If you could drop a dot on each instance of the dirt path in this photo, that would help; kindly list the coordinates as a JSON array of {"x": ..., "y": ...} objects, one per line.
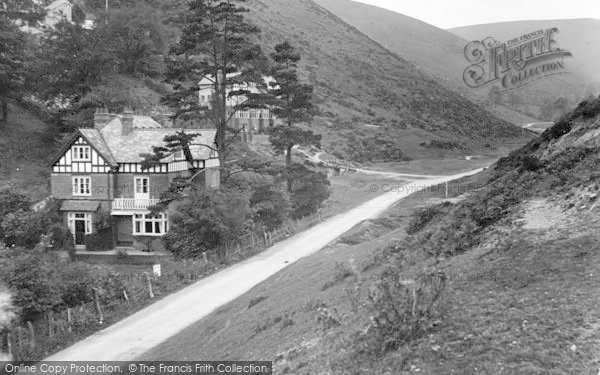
[{"x": 152, "y": 325}]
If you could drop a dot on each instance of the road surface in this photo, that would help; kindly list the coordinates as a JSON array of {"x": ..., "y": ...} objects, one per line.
[{"x": 152, "y": 325}]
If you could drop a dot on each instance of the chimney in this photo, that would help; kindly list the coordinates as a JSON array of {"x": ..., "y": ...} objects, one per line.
[
  {"x": 101, "y": 117},
  {"x": 127, "y": 121}
]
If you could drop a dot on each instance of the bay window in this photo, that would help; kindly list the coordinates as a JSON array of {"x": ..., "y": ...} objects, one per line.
[{"x": 150, "y": 225}]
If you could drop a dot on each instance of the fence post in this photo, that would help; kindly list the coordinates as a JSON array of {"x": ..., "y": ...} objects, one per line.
[
  {"x": 149, "y": 284},
  {"x": 97, "y": 304},
  {"x": 50, "y": 330},
  {"x": 9, "y": 344},
  {"x": 32, "y": 334}
]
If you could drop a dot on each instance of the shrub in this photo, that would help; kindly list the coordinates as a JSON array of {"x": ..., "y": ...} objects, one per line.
[
  {"x": 531, "y": 163},
  {"x": 34, "y": 279},
  {"x": 102, "y": 240},
  {"x": 270, "y": 208},
  {"x": 310, "y": 190},
  {"x": 425, "y": 215},
  {"x": 61, "y": 237},
  {"x": 205, "y": 220},
  {"x": 399, "y": 312}
]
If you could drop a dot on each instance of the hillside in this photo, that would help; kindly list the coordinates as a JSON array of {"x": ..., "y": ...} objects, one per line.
[
  {"x": 440, "y": 54},
  {"x": 374, "y": 105},
  {"x": 505, "y": 278},
  {"x": 359, "y": 82}
]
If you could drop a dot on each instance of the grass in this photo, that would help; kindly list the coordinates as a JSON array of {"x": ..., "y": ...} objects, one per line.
[
  {"x": 24, "y": 150},
  {"x": 525, "y": 305}
]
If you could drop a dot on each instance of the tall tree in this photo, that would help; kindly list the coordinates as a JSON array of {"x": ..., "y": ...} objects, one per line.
[
  {"x": 135, "y": 38},
  {"x": 218, "y": 44},
  {"x": 292, "y": 103},
  {"x": 71, "y": 61},
  {"x": 13, "y": 47}
]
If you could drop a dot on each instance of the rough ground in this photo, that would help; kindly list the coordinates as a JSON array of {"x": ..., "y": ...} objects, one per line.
[{"x": 146, "y": 329}]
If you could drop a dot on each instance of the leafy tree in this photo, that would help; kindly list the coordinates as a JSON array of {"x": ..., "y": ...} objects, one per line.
[
  {"x": 72, "y": 60},
  {"x": 33, "y": 277},
  {"x": 135, "y": 40},
  {"x": 292, "y": 103},
  {"x": 14, "y": 60},
  {"x": 205, "y": 220},
  {"x": 216, "y": 43},
  {"x": 309, "y": 190}
]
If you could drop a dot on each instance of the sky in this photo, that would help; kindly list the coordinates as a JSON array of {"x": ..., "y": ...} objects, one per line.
[{"x": 453, "y": 13}]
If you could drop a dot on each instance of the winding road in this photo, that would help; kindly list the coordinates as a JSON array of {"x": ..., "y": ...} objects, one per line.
[{"x": 152, "y": 325}]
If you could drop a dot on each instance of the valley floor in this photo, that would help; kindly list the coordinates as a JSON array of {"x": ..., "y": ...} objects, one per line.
[{"x": 522, "y": 302}]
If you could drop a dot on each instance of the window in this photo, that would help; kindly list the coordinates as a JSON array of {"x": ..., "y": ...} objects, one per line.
[
  {"x": 142, "y": 185},
  {"x": 81, "y": 153},
  {"x": 83, "y": 216},
  {"x": 150, "y": 225},
  {"x": 82, "y": 186}
]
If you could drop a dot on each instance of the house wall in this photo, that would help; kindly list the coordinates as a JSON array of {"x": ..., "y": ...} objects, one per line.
[
  {"x": 62, "y": 186},
  {"x": 124, "y": 228},
  {"x": 124, "y": 184}
]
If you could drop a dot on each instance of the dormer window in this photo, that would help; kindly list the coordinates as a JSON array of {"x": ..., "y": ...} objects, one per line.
[{"x": 81, "y": 153}]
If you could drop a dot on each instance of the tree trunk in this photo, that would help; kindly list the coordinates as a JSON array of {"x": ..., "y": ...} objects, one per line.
[
  {"x": 288, "y": 167},
  {"x": 4, "y": 110}
]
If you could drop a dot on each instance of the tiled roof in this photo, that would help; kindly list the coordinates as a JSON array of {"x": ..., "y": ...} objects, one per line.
[{"x": 146, "y": 134}]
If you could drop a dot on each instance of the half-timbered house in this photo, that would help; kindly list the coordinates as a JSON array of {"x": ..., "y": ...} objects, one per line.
[{"x": 99, "y": 170}]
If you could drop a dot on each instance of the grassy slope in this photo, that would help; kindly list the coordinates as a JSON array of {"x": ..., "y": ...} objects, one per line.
[
  {"x": 359, "y": 82},
  {"x": 521, "y": 300},
  {"x": 440, "y": 53},
  {"x": 24, "y": 151},
  {"x": 574, "y": 35}
]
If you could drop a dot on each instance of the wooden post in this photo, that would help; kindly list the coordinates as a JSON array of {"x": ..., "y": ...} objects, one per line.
[
  {"x": 50, "y": 330},
  {"x": 149, "y": 284},
  {"x": 69, "y": 320},
  {"x": 97, "y": 304},
  {"x": 31, "y": 335}
]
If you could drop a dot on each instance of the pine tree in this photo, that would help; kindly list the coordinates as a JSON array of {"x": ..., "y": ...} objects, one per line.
[
  {"x": 293, "y": 104},
  {"x": 216, "y": 43}
]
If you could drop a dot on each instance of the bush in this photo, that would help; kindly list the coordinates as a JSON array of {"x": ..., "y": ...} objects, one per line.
[
  {"x": 425, "y": 215},
  {"x": 531, "y": 163},
  {"x": 310, "y": 190},
  {"x": 102, "y": 240},
  {"x": 206, "y": 220},
  {"x": 61, "y": 237}
]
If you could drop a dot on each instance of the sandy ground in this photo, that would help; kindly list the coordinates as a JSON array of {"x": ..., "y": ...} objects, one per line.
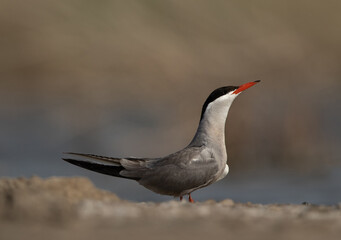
[{"x": 72, "y": 208}]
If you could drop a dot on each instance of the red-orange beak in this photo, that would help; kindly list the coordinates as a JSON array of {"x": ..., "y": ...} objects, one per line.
[{"x": 245, "y": 86}]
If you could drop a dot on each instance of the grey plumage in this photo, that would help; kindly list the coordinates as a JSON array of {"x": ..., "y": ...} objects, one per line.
[{"x": 201, "y": 163}]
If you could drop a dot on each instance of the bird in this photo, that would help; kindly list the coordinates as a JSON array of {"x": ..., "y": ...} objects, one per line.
[{"x": 199, "y": 164}]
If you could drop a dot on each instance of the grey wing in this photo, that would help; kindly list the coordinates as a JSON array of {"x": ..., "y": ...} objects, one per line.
[
  {"x": 182, "y": 172},
  {"x": 131, "y": 168}
]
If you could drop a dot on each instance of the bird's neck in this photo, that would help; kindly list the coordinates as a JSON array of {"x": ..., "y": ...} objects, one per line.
[{"x": 211, "y": 130}]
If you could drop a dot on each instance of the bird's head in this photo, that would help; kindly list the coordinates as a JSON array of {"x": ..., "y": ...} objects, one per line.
[{"x": 222, "y": 98}]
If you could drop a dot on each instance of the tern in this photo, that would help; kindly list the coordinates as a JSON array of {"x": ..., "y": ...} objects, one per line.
[{"x": 201, "y": 163}]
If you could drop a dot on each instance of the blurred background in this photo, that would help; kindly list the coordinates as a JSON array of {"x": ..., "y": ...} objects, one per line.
[{"x": 128, "y": 78}]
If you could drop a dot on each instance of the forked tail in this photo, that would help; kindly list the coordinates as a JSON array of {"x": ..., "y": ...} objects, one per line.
[{"x": 101, "y": 164}]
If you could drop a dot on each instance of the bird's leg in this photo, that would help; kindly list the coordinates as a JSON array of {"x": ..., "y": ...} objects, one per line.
[{"x": 190, "y": 198}]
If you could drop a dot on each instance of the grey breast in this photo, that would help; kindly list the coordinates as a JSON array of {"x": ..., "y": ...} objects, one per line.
[{"x": 181, "y": 172}]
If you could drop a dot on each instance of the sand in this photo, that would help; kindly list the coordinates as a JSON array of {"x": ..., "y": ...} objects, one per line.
[{"x": 72, "y": 208}]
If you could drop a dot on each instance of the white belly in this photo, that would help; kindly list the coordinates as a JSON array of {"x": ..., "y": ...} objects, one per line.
[{"x": 226, "y": 171}]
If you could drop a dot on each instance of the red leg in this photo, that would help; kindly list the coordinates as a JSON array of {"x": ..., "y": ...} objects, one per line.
[{"x": 190, "y": 198}]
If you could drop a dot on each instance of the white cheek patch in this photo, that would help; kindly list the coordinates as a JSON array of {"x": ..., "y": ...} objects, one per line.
[{"x": 221, "y": 103}]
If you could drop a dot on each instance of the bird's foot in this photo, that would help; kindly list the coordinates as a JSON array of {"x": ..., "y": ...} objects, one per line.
[{"x": 190, "y": 199}]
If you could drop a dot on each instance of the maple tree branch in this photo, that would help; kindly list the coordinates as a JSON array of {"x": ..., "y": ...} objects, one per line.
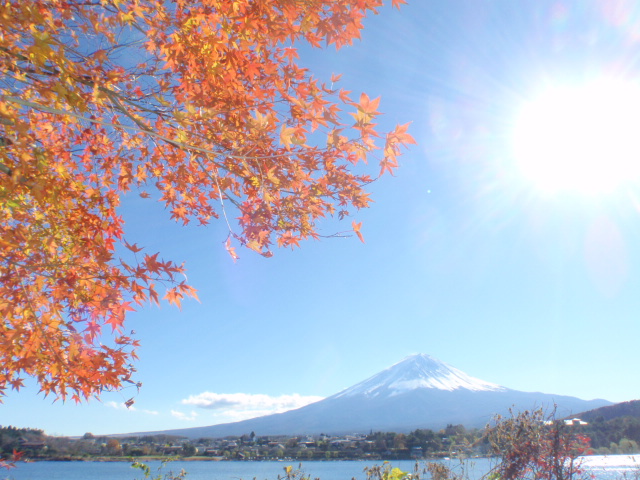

## Exercise goal
Your answer should be the lines from the line containing "the bird's foot" through the end of the listing above, output exactly and alone, without the pictures.

## Task output
If you could drop a dot on each instance of the bird's foot in this photo, that would help; kindly list the coordinates as a JSON array of {"x": ..., "y": ...} objects, one per line.
[{"x": 190, "y": 199}]
If you could drop a dot on each instance of the maple tree branch in this photo, that would help; kindly list the coordinates as a JSON array of {"x": ..., "y": ...} objects, one per line.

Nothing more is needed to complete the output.